| Document passage |
System failures in large scaled computer systems can lead to a huge economic or critical social loss. Checkpointing and rollback recovery is a commonly used solution for improving the dependability of file systems, and is regarded as a low-cost environment diversity technique from the standpoint of fault-tolerant computing. Especially, when the file system to write and/or read data is designed in terms of preventive maintenance, checkpoint generations can back up occasionally or periodically the significant data on the primary medium to the safe secondary medium, and can play a significant role to limit the amount of data processing for the recovery actions after system failures occur. If checkpoints are frequently taken, a larger overhead by checkpointing itself will be incurred. Conversely, if checkpoints are seldom placed, a larger recovery overhead after a system failure will be required. Hence, it is important to determine the optimal checkpoint sequence taking account of the trade-off between two kinds of overhead factor above. Since the system failure phenomenon under uncertainty is described by a probability distribution, called the system failure time distribution, the optimal checkpoint sequence should be determined based on any stochastic model [1], [2], [3], [4], [5].

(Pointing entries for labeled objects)
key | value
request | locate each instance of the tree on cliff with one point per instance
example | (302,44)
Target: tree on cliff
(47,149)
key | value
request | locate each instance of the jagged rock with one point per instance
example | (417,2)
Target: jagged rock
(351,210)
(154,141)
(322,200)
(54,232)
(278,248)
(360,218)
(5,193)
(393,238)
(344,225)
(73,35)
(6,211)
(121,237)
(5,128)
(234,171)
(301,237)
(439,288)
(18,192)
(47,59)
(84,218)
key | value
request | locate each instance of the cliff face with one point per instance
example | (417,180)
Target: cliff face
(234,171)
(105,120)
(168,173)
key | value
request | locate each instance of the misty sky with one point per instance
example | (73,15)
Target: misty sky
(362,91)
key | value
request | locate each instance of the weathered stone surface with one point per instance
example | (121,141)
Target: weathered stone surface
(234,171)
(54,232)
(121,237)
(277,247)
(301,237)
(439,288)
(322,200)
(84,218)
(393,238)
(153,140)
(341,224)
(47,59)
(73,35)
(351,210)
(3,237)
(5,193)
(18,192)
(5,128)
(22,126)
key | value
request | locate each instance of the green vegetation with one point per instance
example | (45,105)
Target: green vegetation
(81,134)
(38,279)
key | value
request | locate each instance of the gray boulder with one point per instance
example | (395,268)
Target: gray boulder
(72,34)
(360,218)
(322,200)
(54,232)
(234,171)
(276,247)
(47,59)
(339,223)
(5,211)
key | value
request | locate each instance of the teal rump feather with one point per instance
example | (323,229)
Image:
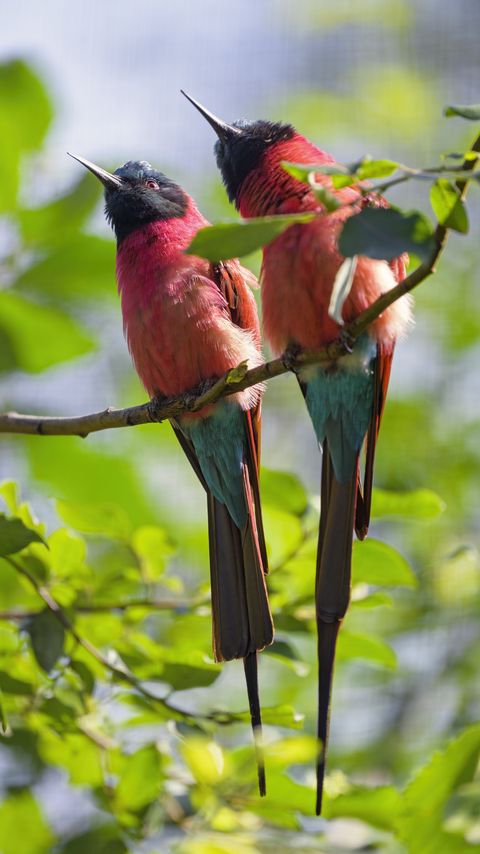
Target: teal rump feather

| What the task asks |
Render this sentence from the checkpointing passage in Spanish: "If checkpoints are frequently taken, a larger overhead by checkpointing itself will be incurred."

| Response |
Si los puntos de control se toman con frecuencia, se incurrirá en una mayor sobrecarga debida al propio proceso de creación de puntos de control.